» DO THIS: Switch "Trace" to "Draw" everywhere in the listing below and write out all of its lines again, leaving everything else as it is.

□ □ □

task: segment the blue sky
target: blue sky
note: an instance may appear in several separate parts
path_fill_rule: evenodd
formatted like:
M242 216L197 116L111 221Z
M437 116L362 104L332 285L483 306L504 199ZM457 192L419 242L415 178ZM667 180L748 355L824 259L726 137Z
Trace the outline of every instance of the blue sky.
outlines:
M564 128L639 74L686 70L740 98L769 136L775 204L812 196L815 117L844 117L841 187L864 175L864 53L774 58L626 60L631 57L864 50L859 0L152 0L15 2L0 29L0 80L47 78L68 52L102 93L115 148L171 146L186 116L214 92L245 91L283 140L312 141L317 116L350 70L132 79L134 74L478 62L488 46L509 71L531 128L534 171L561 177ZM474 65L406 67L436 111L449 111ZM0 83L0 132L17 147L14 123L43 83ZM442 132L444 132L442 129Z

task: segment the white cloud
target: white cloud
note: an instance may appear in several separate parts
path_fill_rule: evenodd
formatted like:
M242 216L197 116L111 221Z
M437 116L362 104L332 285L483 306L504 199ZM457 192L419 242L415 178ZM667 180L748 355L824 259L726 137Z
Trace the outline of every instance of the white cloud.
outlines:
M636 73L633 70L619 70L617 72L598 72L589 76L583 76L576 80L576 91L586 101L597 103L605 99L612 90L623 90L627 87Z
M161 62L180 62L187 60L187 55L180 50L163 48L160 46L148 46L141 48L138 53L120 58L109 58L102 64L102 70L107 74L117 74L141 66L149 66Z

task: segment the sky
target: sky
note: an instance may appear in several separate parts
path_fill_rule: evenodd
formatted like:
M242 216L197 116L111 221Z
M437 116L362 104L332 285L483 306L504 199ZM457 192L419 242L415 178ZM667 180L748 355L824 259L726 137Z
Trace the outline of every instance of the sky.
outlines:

□ □ □

» COMPLETE ANSWER:
task: segment the blue sky
target: blue sky
note: an instance may appear in several separate parts
path_fill_rule: evenodd
formatted like:
M242 216L197 116L111 221Z
M437 116L362 104L332 285L483 306L504 199ZM457 192L419 242L415 178ZM667 180L748 355L824 259L726 137Z
Draw the outline of every instance of the blue sky.
outlines:
M564 128L639 74L686 70L740 98L769 136L775 204L812 196L815 117L844 117L841 187L864 175L864 53L774 58L626 60L631 57L864 50L859 0L152 0L15 2L0 29L0 80L47 78L68 52L102 93L115 148L171 146L186 116L214 92L245 91L283 140L312 141L317 116L350 70L132 79L134 74L478 62L488 46L509 71L531 128L534 171L561 177ZM474 65L406 67L436 111L449 111ZM0 83L0 132L17 147L14 123L43 83ZM442 132L444 132L442 129Z

task: segment the white cloud
target: white cloud
note: an instance may appear in several separate parts
path_fill_rule: evenodd
formatted like:
M242 216L197 116L111 221Z
M437 116L362 104L332 285L483 306L504 199ZM457 192L419 242L415 178ZM667 180L748 355L824 259L726 137Z
Draw the outline of every instance of the white cloud.
outlines:
M636 73L633 70L619 70L617 72L598 72L589 76L583 76L576 80L576 91L586 101L597 103L605 99L612 90L623 90L627 87Z
M161 62L180 62L187 60L187 55L180 50L163 48L160 46L148 46L141 48L138 53L120 58L109 58L102 64L102 70L107 74L117 74L141 66L149 66Z

task: segment the sky
target: sky
note: an instance may appear in several separate parts
path_fill_rule: evenodd
formatted like:
M242 216L197 116L111 221Z
M437 116L362 104L332 285L483 306L504 199ZM457 192L419 242L415 178ZM667 180L748 355L824 259L726 137Z
Draw the outline of every instance of the sky.
outlines:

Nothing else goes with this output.